Выбранный отрывок:
··········
"Я знаю, где живет Сид Барретт"

0. Intro (можно скачать отсюда музыкальный файл и сделать саунд-треком во время чтения)

Я знаю, где живет Сид Барретт

Я знаю, он гостям не рад

Я знаю, как он кофе варит

Когда другие люди спят
И он совсем не нужен миру

Он миру ни к чему

Отдельная квартира

Положена ему

Он видит, как сидят на крышах

Павлины и слоны

Он слышит, как мусолят мыши

Кусочек тишины

И он совсем не нужен миру

Он миру ни к чему

Отдельная квартира

Положена ему

Я знаю, что в Большом Театре

Играет Гилмор на трубе

Соразмеряя все затраты

Не забывая о себе

Он не допустит мелкой лажи

Он не упустит своего

Сегодня вечером покажут

По телевизору его

Я знаю, где живет Сид Барретт

Я знаю, где его гнездо

Я знаю, как он кофе варит

Не понимая ничего

И он совсем не нужен миру

Он миру ни к чему

Отдельная квартира

Положена ему

Примечание, или два ответа на один и тот же вопрос:

1. "Syd Barrett is at home in Cambridgeshire, England. He occasionally ventures out, but mainly is kept to the house where he's said to paint and write literature" (Syd Barrett FAQ v.1.2; 26 June 1998) - страничка, посвященная Сиду Барретту, объясняющая его затвор некими высшими интересами творчества.

2. "The founding member of the band that so many today admire and respect, today lives in seclusion and in ill health... a once brilliant mind destroyed by drugs. Syd is a legacy and a lesson for all" (PINK FLOYD & CO - the largest Pink Floyd website in the world!) - полуофициальный сайт Пинк Флойд, объясняющий нынешнее положение одного из двух его основателей психическим заболеванием.

1. Мы не откроем Америки, если скажем, что сейчас уже выработались, хотя и не до конца, быть может, "проговорены", две противоположных позиции при ответе на вопрос, кто более в русском роке для матери-церкви ценен.

Теперь есть регулярные фестивали "Рок к Небу" - и это один ответ. И у нас есть название для этих фестивалей - придуманное, как говорят, самими организаторами (спасибо Максиму Жерновому из группы "Вереск" за его любезное сообщение): "Попса в небеса". - Это другой ответ, хотя и имплицитный. Мы сейчас попробуем его эксплицировать.

2. Слоган "Рок к Небу" обозначает идею понятную и прямую.
··········
Фрагмент набора данных:
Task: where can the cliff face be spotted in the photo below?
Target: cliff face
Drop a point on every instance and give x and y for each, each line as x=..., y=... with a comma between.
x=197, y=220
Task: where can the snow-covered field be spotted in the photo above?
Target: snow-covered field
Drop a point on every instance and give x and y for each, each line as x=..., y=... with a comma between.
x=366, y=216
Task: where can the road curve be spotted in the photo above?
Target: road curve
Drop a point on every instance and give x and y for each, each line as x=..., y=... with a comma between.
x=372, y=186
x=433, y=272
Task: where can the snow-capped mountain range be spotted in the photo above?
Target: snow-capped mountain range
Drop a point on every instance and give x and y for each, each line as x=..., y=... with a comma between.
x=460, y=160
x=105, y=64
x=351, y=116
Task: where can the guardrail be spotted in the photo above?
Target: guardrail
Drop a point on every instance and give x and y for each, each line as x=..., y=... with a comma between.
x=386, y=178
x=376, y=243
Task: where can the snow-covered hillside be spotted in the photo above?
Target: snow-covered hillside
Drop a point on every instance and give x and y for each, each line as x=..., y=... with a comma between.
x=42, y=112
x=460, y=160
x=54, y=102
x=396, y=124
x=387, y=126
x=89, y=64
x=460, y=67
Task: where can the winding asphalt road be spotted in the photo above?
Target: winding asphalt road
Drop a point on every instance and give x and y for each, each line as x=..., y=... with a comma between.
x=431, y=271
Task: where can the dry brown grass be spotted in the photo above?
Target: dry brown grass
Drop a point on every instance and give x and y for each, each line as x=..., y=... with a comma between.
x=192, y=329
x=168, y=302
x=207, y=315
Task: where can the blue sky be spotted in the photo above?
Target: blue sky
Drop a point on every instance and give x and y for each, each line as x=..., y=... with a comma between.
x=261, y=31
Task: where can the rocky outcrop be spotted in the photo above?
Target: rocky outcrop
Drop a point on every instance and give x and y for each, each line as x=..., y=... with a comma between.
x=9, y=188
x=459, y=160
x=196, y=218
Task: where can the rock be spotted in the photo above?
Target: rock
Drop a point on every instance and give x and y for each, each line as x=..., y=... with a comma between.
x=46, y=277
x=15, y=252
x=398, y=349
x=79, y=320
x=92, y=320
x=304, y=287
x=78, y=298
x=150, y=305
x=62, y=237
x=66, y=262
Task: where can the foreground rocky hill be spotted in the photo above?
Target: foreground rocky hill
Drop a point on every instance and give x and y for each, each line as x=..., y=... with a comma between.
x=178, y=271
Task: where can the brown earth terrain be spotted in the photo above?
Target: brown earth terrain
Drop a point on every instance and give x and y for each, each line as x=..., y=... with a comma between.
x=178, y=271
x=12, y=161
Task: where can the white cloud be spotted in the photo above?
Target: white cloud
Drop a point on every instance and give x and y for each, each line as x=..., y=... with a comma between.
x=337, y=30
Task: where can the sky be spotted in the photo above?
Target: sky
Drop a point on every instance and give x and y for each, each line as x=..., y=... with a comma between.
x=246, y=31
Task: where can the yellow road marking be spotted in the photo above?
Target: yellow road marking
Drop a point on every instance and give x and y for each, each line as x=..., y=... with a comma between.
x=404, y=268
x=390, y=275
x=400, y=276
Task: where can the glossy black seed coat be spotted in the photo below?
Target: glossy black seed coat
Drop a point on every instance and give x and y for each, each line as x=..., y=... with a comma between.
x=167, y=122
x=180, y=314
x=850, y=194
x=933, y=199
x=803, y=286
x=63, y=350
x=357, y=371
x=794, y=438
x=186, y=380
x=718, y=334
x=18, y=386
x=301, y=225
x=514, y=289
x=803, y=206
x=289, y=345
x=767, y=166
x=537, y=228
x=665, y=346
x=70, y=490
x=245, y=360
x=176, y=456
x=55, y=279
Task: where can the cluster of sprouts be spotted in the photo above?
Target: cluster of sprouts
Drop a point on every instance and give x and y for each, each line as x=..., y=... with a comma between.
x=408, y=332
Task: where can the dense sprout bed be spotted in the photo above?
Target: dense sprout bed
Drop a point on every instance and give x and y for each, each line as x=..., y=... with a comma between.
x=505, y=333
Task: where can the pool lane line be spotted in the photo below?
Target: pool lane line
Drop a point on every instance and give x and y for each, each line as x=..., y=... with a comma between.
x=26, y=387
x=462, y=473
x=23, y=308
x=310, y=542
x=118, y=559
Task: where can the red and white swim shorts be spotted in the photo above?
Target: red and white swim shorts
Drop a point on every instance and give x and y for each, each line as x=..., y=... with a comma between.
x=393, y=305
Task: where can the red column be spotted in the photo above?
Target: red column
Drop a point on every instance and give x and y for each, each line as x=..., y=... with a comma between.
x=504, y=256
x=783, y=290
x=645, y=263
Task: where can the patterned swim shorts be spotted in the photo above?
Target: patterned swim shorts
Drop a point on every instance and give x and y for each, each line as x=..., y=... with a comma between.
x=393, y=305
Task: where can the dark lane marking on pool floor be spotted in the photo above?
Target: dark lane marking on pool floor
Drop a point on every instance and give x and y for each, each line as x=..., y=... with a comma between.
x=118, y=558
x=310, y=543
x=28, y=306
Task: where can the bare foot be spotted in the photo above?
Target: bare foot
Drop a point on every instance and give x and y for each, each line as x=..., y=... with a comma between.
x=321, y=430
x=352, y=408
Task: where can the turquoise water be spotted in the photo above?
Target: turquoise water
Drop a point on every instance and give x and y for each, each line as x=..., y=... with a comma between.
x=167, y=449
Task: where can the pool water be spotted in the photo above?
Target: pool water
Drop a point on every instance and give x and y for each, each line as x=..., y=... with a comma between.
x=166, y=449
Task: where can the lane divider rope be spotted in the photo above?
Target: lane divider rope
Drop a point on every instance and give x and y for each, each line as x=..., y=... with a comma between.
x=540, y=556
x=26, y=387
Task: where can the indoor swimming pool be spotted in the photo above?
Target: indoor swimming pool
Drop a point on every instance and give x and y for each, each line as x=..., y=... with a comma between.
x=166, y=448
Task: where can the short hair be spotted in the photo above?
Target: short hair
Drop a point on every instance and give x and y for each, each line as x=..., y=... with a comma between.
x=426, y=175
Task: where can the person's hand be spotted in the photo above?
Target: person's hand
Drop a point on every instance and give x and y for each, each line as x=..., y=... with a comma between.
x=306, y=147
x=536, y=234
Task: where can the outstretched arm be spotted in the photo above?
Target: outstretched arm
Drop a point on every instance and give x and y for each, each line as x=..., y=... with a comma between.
··········
Задания к упражнению:
a – Выведите без изменений часть отрывка от слов «Примечание, или два» до слов «высшими интересами творчества.» включительно.
b – На каком инструменте, согласно отрывку, играет Гилмор в Большом Театре?
c – Определите, согласуется ли с отрывком каждое из следующих утверждений, ответив «да» или «нет» и дословно приведя решающие слова отрывка: (i) Сид Барретт варит кофе, когда другие люди спят; (ii) Гилмора покажут по телевизору завтра утром; (iii) название «Попса в небеса», как говорят, придумали сами организаторы фестивалей.

Ответы по заданиям:
a –
Примечание, или два ответа на один и тот же вопрос:

1. "Syd Barrett is at home in Cambridgeshire, England. He occasionally ventures out, but mainly is kept to the house where he's said to paint and write literature" (Syd Barrett FAQ v.1.2; 26 June 1998) - страничка, посвященная Сиду Барретту, объясняющая его затвор некими высшими интересами творчества.

b – На трубе.

c –
(i) Да: «Когда другие люди спят».
(ii) Нет: «Сегодня вечером покажут».
(iii) Да: «придуманное, как говорят, самими организаторами».